● **Aufgabe**: Schreib aus dem Textauszug unten über Operationen gegen starkes Übergewicht eine Passage wortgetreu ab. Setze bei den Wörtern „Werner zählt einige“ ein und höre nach „verweigert wie vom MDK.“ auf.

***** Textauszug *****

Wenn Menschen trotz Diät, Sport, professioneller Ernährungsberatung und Psychotherapie erfolglos gegen exorbitantes Übergewicht kämpfen, raten Fachärzte oft zum operativen Eingriff. Eine Verkleinerung des Magens oder ein Bypass sollen bewirken, dass weniger Nahrung aufgenommen werden kann und schneller ein Sättigungsgefühl eintritt. Magenverkleinerungen würden "viel zu selten gemacht", beklagte schon vor einiger Zeit Thomas Hüttl, Ärztlicher Direktor des Adipositaszentrums in Bogenhausen. Solche bariatrische Operationen seien langfristig aber oft auch für die Kassen kostengünstiger.

Alle halten sich an die Leitlinien - außer Bayern

Unter Federführung der Deutschen Adipositas-Gesellschaft wurde 2014 eine neue Leitlinie zur "Prävention und Therapie der Adipositas" erarbeitet: Demnach soll operiert werden, "wenn die konservative Therapie ohne Aussicht auf Erfolg ist" oder wenn der Gesundheitszustand des Patienten keinen Aufschub erlaube. "Ab BMI 50 gewinne ich deutschlandweit praktisch jeden Fall, falls es überhaupt zum Streit kommt", sagt Anwalt Werner. "Weil Krankenkassen, Sachverständige, Gerichte und auch der Medizinische Dienst der Krankenkassen, der MDK, sich an diese Leitlinien halten - doch nicht so in Bayern."

Werner zählt einige aus seiner Sicht typische Fälle auf. Christine I. ist 34 Jahre alt, 1,65 Meter groß und wiegt 164 Kilogramm. Ihr BMI berechnet sich damit auf 60. Sie leidet seit dem sechsten Lebensjahr unter Adipositas. Als Rangierleiterin bei der Bahn kann sie nicht mehr arbeiten. Wegen häufiger Erkrankungen ist nun auch ihr Bürojob gefährdet. Die alleinerziehende Mutter leidet unter Diabetes und Bluthochdruck. Nach Aussagen von Anwalt Werner verweist ihre Betriebskrankenkasse seit zwei Jahren stoisch auf herkömmliche Therapien. Eine "leitliniengerechte Prüfung" werde von der Kasse ebenso verweigert wie vom MDK.

***** Bereitgestellte Daten *****

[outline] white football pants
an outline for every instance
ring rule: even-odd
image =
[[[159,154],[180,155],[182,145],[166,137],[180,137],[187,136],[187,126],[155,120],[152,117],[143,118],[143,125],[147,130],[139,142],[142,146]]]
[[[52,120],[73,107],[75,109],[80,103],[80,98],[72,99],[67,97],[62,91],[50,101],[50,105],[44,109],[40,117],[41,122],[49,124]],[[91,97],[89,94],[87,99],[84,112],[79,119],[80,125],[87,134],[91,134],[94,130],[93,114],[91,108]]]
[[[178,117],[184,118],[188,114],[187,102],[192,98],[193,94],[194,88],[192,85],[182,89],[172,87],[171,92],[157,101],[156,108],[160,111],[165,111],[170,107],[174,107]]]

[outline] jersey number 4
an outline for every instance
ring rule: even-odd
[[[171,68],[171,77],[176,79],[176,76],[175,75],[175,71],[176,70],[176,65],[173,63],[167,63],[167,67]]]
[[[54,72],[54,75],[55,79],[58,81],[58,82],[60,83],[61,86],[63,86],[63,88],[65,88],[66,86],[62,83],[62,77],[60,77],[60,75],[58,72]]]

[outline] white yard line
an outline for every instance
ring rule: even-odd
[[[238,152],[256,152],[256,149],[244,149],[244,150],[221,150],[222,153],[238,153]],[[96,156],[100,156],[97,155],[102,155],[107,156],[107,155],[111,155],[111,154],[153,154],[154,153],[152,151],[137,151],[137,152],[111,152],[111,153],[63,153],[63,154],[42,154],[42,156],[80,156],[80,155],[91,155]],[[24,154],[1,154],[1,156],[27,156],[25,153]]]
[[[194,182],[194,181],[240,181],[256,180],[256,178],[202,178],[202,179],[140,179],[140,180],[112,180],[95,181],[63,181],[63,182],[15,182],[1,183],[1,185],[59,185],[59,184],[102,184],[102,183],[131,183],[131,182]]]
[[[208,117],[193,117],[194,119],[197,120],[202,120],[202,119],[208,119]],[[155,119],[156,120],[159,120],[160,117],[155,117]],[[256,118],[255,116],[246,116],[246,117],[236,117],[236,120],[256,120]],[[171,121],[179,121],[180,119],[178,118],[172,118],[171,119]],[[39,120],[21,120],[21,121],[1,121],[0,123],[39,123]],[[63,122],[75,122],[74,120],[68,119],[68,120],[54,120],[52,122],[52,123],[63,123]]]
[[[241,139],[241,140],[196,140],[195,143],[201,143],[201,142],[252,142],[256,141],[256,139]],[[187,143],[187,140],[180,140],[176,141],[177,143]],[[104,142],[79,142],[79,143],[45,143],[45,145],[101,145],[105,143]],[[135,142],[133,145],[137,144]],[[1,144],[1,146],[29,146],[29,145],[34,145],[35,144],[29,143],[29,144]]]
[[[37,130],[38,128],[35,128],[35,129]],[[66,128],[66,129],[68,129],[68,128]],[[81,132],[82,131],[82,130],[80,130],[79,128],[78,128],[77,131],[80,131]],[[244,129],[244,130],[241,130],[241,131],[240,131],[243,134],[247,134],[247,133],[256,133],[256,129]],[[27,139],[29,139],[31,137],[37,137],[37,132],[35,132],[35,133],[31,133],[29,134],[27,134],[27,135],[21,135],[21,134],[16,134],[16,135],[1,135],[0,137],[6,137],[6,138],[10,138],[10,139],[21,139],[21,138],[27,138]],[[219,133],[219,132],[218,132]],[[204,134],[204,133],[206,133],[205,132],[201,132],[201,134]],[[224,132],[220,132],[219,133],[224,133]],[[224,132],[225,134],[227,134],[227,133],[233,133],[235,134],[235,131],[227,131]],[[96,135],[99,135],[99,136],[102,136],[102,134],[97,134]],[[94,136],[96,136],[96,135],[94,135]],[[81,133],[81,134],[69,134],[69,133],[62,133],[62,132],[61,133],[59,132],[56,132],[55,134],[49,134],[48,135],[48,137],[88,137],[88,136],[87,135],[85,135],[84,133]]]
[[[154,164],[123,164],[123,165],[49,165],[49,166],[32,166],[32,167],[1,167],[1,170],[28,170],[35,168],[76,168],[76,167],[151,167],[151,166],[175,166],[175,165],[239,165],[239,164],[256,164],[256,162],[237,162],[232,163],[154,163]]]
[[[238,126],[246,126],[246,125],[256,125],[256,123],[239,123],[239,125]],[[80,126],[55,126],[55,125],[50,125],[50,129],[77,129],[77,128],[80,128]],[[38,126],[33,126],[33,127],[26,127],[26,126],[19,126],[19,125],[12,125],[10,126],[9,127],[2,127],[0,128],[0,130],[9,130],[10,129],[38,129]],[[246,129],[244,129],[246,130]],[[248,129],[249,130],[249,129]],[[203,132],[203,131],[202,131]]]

*****

● **Lösung**:
Werner zählt einige aus seiner Sicht typische Fälle auf. Christine I. ist 34 Jahre alt, 1,65 Meter groß und wiegt 164 Kilogramm. Ihr BMI berechnet sich damit auf 60. Sie leidet seit dem sechsten Lebensjahr unter Adipositas. Als Rangierleiterin bei der Bahn kann sie nicht mehr arbeiten. Wegen häufiger Erkrankungen ist nun auch ihr Bürojob gefährdet. Die alleinerziehende Mutter leidet unter Diabetes und Bluthochdruck. Nach Aussagen von Anwalt Werner verweist ihre Betriebskrankenkasse seit zwei Jahren stoisch auf herkömmliche Therapien. Eine "leitliniengerechte Prüfung" werde von der Kasse ebenso verweigert wie vom MDK.